Exercise goal: Match the word "logo". Return each line of the data below where it appears.

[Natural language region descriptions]
/---

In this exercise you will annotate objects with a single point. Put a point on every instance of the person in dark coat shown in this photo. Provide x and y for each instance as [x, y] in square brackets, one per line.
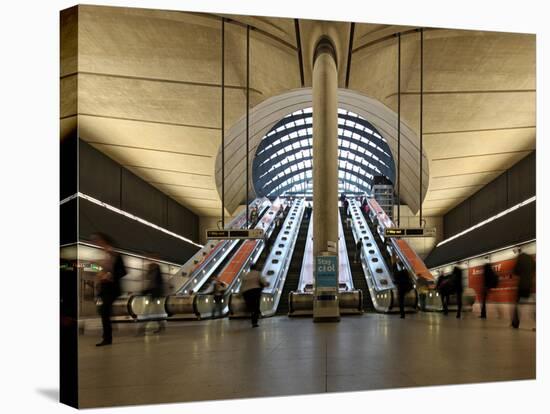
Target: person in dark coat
[358, 249]
[251, 289]
[108, 280]
[444, 288]
[403, 283]
[458, 289]
[524, 270]
[489, 281]
[157, 288]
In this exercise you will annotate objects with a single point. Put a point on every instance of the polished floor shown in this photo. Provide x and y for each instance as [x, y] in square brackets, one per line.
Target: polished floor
[223, 359]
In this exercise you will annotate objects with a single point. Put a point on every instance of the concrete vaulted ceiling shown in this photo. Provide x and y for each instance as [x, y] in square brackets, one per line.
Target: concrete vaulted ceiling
[143, 86]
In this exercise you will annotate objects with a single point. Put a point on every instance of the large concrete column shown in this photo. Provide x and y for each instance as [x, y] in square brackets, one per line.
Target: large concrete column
[325, 147]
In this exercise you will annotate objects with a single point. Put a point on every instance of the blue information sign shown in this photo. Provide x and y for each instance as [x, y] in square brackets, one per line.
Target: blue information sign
[326, 271]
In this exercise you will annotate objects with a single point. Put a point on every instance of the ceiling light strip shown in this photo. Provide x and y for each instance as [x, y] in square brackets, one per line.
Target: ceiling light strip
[130, 216]
[478, 225]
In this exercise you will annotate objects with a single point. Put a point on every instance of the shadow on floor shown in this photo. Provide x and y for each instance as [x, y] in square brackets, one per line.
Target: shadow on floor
[51, 394]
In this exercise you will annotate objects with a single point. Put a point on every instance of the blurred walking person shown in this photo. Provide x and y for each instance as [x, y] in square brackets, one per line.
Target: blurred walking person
[219, 290]
[404, 285]
[490, 281]
[251, 289]
[444, 288]
[157, 288]
[524, 270]
[358, 250]
[458, 289]
[108, 280]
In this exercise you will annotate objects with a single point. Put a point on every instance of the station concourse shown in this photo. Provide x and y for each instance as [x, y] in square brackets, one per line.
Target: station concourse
[367, 171]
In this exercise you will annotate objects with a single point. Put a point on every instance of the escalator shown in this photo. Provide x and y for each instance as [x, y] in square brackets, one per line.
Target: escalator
[376, 267]
[359, 281]
[198, 275]
[293, 275]
[249, 252]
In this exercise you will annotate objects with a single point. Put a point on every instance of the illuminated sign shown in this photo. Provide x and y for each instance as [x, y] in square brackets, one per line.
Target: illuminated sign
[409, 232]
[235, 234]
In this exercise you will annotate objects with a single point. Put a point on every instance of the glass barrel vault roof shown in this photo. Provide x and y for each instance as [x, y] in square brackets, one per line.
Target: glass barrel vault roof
[283, 161]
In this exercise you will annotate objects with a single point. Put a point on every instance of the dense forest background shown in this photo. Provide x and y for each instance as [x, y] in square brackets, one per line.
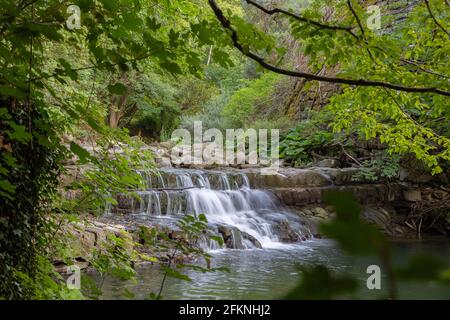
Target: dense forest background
[144, 68]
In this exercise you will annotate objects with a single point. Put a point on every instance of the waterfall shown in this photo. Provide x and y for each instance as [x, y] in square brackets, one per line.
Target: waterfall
[246, 217]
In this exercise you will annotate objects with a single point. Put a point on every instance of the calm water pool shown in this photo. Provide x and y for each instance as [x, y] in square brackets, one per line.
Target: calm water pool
[271, 273]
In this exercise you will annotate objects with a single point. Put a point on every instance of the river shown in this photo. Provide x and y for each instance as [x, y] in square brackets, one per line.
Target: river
[271, 273]
[227, 199]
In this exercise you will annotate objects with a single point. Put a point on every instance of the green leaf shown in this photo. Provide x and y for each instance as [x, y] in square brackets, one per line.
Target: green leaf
[82, 153]
[118, 89]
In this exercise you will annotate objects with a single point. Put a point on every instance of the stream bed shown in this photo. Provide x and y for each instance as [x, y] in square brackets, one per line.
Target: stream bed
[271, 273]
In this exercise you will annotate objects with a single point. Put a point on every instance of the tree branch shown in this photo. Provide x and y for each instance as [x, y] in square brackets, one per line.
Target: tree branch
[301, 18]
[434, 18]
[357, 82]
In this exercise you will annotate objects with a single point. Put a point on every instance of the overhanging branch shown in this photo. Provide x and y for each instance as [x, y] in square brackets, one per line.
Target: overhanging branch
[301, 18]
[226, 24]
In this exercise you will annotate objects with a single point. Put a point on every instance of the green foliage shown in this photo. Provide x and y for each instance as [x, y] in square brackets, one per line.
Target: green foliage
[411, 52]
[245, 102]
[49, 86]
[383, 166]
[298, 144]
[179, 250]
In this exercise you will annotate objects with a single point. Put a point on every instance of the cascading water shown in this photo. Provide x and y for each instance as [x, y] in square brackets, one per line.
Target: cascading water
[247, 217]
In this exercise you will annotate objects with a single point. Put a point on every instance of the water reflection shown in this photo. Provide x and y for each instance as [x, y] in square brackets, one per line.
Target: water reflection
[271, 273]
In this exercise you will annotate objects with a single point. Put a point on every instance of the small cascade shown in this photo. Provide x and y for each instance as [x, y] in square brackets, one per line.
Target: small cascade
[245, 217]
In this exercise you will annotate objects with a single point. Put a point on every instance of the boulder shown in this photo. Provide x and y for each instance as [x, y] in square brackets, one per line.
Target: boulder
[328, 163]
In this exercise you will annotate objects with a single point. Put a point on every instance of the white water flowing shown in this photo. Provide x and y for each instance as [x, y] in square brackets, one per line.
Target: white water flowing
[225, 198]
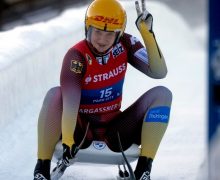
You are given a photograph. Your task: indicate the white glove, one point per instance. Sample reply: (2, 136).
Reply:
(143, 15)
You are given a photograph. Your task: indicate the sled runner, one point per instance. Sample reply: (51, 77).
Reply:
(98, 152)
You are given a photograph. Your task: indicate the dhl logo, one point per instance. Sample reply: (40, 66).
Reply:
(107, 20)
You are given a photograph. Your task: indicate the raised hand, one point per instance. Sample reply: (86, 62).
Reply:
(143, 16)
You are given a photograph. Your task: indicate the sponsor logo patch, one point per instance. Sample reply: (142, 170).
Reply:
(158, 114)
(76, 66)
(89, 59)
(99, 145)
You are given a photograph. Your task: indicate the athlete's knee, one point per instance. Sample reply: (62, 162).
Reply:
(54, 94)
(163, 93)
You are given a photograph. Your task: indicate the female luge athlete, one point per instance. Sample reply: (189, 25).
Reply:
(90, 90)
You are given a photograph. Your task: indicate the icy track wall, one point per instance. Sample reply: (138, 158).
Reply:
(31, 59)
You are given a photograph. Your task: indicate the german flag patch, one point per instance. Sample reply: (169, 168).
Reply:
(76, 66)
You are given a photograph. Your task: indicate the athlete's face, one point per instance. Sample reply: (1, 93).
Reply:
(102, 40)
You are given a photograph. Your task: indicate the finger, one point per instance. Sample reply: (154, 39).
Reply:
(137, 8)
(143, 5)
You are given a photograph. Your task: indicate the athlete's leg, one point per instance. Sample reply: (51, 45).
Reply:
(49, 123)
(49, 131)
(138, 121)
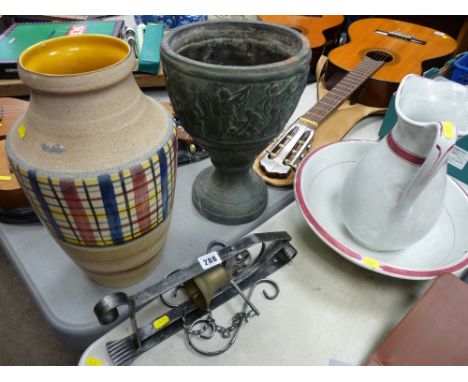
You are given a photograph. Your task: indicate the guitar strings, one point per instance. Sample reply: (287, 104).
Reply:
(339, 99)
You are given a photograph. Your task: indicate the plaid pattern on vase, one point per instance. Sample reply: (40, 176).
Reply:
(109, 209)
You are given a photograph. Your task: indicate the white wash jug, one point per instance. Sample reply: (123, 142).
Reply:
(395, 193)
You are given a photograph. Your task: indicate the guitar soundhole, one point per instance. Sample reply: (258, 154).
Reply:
(378, 55)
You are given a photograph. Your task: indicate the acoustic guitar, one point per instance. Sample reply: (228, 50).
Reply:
(321, 31)
(380, 53)
(11, 195)
(366, 70)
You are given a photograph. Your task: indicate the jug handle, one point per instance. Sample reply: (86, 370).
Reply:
(437, 157)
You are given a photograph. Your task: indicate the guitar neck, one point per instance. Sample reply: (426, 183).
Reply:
(342, 91)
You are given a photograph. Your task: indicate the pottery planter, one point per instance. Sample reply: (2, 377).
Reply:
(234, 85)
(95, 156)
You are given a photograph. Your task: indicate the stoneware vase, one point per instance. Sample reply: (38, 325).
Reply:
(234, 85)
(395, 194)
(95, 156)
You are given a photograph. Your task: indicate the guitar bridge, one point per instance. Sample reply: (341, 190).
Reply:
(287, 150)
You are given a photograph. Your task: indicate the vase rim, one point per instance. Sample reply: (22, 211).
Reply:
(68, 48)
(302, 52)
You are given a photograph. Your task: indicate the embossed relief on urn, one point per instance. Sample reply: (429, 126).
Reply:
(234, 85)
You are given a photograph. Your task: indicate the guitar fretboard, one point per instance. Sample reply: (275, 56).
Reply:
(342, 90)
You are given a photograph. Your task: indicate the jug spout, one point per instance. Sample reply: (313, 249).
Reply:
(435, 161)
(423, 107)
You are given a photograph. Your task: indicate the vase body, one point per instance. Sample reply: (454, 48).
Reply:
(95, 156)
(395, 194)
(234, 85)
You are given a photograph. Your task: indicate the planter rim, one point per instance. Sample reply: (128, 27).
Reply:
(236, 71)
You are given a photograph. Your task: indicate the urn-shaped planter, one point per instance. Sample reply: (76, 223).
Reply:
(95, 156)
(234, 85)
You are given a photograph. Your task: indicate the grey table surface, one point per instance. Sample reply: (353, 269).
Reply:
(63, 293)
(328, 311)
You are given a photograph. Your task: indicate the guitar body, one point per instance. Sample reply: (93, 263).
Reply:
(429, 48)
(11, 194)
(321, 31)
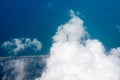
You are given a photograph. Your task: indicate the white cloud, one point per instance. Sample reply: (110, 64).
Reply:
(70, 59)
(118, 27)
(19, 44)
(17, 67)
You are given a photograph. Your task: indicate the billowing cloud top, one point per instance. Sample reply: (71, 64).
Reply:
(19, 44)
(70, 59)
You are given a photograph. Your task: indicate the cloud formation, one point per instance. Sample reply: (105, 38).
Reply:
(74, 58)
(19, 44)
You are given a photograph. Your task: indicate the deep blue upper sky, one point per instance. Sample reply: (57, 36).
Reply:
(40, 19)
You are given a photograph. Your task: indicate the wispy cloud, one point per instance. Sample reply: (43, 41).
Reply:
(19, 44)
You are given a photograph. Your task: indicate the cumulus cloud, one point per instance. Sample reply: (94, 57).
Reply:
(73, 58)
(118, 27)
(19, 44)
(17, 67)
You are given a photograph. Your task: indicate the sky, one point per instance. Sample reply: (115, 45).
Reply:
(39, 19)
(80, 36)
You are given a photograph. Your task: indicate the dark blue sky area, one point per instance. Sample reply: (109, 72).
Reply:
(40, 18)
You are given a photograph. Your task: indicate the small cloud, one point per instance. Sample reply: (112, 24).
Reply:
(50, 4)
(118, 27)
(20, 44)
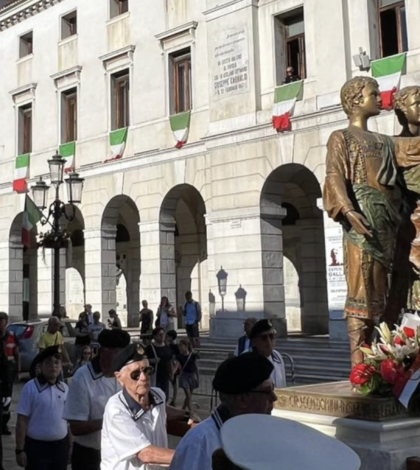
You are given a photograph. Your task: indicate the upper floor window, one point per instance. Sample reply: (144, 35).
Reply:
(392, 27)
(117, 7)
(26, 44)
(69, 25)
(69, 116)
(120, 100)
(181, 81)
(290, 46)
(25, 129)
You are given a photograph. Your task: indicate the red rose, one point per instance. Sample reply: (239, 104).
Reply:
(409, 332)
(361, 374)
(398, 340)
(390, 371)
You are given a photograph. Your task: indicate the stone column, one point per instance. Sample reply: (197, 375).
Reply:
(46, 280)
(249, 247)
(100, 269)
(11, 278)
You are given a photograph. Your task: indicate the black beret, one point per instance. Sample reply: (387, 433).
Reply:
(114, 338)
(132, 353)
(261, 327)
(242, 374)
(45, 354)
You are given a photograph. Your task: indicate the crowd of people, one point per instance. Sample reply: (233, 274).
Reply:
(116, 411)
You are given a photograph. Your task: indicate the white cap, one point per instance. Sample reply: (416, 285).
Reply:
(263, 442)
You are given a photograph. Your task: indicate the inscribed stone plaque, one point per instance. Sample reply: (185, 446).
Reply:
(230, 74)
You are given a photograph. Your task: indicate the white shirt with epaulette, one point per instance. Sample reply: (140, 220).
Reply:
(128, 429)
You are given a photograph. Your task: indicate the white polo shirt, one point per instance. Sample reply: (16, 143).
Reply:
(128, 429)
(89, 393)
(43, 404)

\---

Final answer:
You are given a photograph. Your task: indicate the dhl logo, one point per instance. Sample reply: (40, 66).
You are given a photograph. Your task: indicate the sponsor logo patch, one point per instance. Sample reply: (142, 170).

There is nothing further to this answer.